- **Given exercise**
Copy out every line of the records below, unchanged and in the same order.

- **Given entries**
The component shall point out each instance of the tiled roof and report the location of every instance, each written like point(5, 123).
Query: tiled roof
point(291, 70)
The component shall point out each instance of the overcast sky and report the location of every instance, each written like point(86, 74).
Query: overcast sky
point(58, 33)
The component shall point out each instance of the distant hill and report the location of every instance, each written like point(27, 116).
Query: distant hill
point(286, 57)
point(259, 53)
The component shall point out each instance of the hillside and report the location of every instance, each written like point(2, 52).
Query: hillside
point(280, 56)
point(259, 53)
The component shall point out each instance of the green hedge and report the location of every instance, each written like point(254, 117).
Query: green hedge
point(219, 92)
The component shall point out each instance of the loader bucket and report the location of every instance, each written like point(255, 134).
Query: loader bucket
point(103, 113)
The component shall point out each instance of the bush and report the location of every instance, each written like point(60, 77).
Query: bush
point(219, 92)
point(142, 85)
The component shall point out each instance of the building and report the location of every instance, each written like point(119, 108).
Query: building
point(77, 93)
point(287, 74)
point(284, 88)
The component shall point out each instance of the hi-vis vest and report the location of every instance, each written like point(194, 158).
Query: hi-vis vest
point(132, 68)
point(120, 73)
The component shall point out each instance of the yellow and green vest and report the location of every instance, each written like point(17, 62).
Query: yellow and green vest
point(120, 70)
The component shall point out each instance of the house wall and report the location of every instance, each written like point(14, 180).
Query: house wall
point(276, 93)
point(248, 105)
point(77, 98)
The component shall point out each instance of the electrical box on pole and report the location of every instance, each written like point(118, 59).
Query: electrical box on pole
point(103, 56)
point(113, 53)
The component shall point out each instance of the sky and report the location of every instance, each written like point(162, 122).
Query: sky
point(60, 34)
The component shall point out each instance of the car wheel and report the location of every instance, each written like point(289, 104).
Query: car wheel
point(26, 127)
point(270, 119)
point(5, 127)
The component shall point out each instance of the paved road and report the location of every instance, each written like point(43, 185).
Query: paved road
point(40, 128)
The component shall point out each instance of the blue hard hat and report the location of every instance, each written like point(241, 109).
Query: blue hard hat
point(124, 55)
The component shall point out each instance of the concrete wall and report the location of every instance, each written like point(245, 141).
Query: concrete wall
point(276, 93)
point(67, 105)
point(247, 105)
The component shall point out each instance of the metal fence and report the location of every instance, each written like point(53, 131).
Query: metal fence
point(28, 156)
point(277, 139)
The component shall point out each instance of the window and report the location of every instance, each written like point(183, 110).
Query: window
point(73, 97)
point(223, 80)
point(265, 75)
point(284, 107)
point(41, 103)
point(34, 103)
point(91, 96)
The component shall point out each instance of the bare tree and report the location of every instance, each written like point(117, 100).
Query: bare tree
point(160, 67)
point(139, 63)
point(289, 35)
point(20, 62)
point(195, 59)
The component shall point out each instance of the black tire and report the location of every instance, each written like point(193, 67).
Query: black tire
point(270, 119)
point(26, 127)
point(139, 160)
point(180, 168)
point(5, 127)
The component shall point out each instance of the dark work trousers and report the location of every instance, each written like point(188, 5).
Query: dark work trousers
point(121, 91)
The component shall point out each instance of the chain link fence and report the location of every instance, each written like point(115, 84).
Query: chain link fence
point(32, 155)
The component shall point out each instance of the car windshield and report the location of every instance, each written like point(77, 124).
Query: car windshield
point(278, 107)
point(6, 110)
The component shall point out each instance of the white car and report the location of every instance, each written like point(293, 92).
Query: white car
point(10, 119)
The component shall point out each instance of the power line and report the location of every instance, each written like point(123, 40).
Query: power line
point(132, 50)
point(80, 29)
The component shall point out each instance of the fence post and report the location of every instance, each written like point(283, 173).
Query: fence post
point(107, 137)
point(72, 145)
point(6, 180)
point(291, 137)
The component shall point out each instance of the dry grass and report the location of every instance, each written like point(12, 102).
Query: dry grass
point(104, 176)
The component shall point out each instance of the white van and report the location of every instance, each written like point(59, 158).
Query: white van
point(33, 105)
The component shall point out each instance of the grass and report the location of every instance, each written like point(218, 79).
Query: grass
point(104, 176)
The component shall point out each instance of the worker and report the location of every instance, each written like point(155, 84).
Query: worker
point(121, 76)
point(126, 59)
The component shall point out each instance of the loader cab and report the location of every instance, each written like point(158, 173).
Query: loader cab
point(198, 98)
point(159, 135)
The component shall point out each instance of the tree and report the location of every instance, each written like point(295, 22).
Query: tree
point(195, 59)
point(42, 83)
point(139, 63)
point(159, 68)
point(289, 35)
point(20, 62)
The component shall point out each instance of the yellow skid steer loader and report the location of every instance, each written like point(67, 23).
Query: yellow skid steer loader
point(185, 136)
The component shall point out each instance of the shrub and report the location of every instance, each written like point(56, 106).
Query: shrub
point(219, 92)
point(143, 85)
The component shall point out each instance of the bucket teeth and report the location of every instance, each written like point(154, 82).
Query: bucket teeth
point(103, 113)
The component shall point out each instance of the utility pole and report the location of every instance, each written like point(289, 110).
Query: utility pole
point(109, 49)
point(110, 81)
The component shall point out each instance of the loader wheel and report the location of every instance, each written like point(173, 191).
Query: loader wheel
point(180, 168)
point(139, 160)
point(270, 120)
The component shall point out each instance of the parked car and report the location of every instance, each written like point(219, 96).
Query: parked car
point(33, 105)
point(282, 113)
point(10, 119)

- **Answer to this task**
The component shall point out each instance of the tiled roof and report the location of every instance, each written like point(5, 123).
Query: tiled roof
point(291, 70)
The component shall point out each instance of the overcast sky and report the location of every instance, each written like point(86, 74).
Query: overcast sky
point(58, 33)
The component shall point out each instance of the distant hill and report the location of every instance, each written like point(27, 116).
Query: distant hill
point(286, 57)
point(259, 53)
The component shall point out each instance of the hillside and report the location of every instance, each written like point(2, 52).
Query: hillside
point(280, 56)
point(259, 53)
The component shall point out each instance of the green hedge and report the location of every instance, each written like point(254, 117).
Query: green hedge
point(219, 92)
The component shall point out each instance of the loader bucket and report the location of every instance, each written like point(255, 134).
Query: loader bucket
point(103, 113)
The component shall point out each instance of the bush and report the location of every instance, each written like point(60, 77).
Query: bush
point(219, 92)
point(142, 85)
The component shall point out each instance of the building and report the location of every instance, each written like point(119, 108).
Query: building
point(77, 93)
point(287, 74)
point(284, 88)
The component shall point out each instance of the hi-vis vest and report the location of every instance, each written like point(194, 158).
Query: hi-vis vest
point(132, 68)
point(120, 73)
The component shall point out each instance of the yellow and green vest and report the location of every instance, each written like point(17, 62).
Query: yellow and green vest
point(120, 70)
The component shall point out each instance of the house wall and report the location of every instance, each written like point(14, 180).
Query: house wall
point(276, 93)
point(248, 105)
point(77, 98)
The component shall point out each instance of the electrical box on pole and report the location of every instance, each written like point(118, 59).
Query: electrical box on pole
point(103, 56)
point(113, 53)
The component shall point out each instance of the sky and report the location of every instance, each written like point(162, 122).
Query: sky
point(60, 34)
The component shall point out each instance of the car wheel and report the location of every instance, each written like point(289, 104).
Query: car wheel
point(26, 127)
point(270, 119)
point(5, 127)
The component shall point out each instance of the paved road and report the location of every instance, each written like point(43, 185).
Query: paved road
point(40, 128)
The component shall point out each instance of the blue hard hat and report the location of every instance, each written like point(241, 109).
Query: blue hard hat
point(124, 55)
The component shall point out each instance of the concrete wall and report the location of every instance, each written like point(245, 141).
Query: concrete wall
point(276, 93)
point(67, 105)
point(247, 105)
The component shall point out each instance of the metal fence and report the location of every instance, each written like point(53, 131).
Query: metal fence
point(28, 156)
point(277, 139)
The component shall point out each instance of the window and report the location of every instance, each written like point(183, 110).
Query: window
point(73, 97)
point(223, 80)
point(265, 75)
point(284, 107)
point(41, 103)
point(34, 103)
point(91, 96)
The component shall point out each instance of the bare tree and report the location of every instance, each written like point(117, 100).
Query: bare tree
point(160, 67)
point(139, 63)
point(289, 35)
point(20, 62)
point(195, 59)
The component shall point out each instance of the black tire and report the location of every instance, each written like point(193, 67).
Query: black tire
point(270, 119)
point(26, 127)
point(139, 160)
point(180, 168)
point(5, 127)
The component shall point out each instance of the dark work trousers and report the location of every instance, each written like point(188, 5).
Query: dark work trousers
point(121, 91)
The component shall point out each instance of the chain link fence and report the location of every instance, each written like point(115, 84).
Query: chain link fence
point(32, 155)
The component shall point out each instance of the car windshield and report the location of every instance, each written like point(77, 124).
Query: car windshield
point(278, 107)
point(6, 110)
The component shall point out each instance of the white car and report the location of every instance, each written like point(293, 92).
Query: white car
point(10, 119)
The component shall point out each instance of the power line and report the location of every instance, each written like point(123, 40).
Query: power line
point(132, 50)
point(80, 29)
The component shall point out each instance of the fence post and report the location of every instance, each written like point(283, 173).
Query: fence post
point(107, 137)
point(72, 145)
point(6, 180)
point(291, 137)
The component shall point out each instance of the dry grass and report the location of every instance, each written like point(12, 102).
Query: dry grass
point(104, 176)
The component shall point out each instance of the white van and report the location of every instance, each written like point(59, 158).
Query: white van
point(33, 105)
The component shall point out each instance of the grass and report the location of every instance, each written like point(218, 79).
Query: grass
point(104, 176)
The component shall point out each instance of the worker and report the location of every instance, each written like point(155, 84).
Query: worker
point(121, 76)
point(126, 59)
The component shall point out each instance of the loader cab and report the location of every instance, each written like point(158, 173).
Query: loader cab
point(198, 98)
point(159, 135)
The component shall point out each instance of the tree and report the location of every instance, each written like point(295, 22).
Query: tree
point(195, 59)
point(42, 83)
point(139, 63)
point(159, 68)
point(289, 35)
point(20, 62)
The component shall point out each instance of the yellow skid steer loader and report the location of every instance, each written like point(67, 23).
Query: yellow skid steer loader
point(185, 136)
The component shall point out each instance of the shrub and report the location of every instance, each written like point(56, 106).
Query: shrub
point(219, 92)
point(143, 85)
The component shall point out each instance of the bucket teeth and report the location of every instance, each written like point(154, 82).
Query: bucket teeth
point(103, 113)
The component shall point out each instance of the utility pole and report the location of every instance, each written like point(289, 110).
Query: utility pole
point(109, 49)
point(110, 81)
The component shall point out each instance of the loader wheel and report the location of every instance, each written like point(173, 191).
Query: loader wheel
point(180, 168)
point(139, 160)
point(270, 120)
The component shall point out each instance of the parked car and report the location of every instance, each written like point(219, 96).
Query: parked car
point(33, 105)
point(282, 113)
point(10, 119)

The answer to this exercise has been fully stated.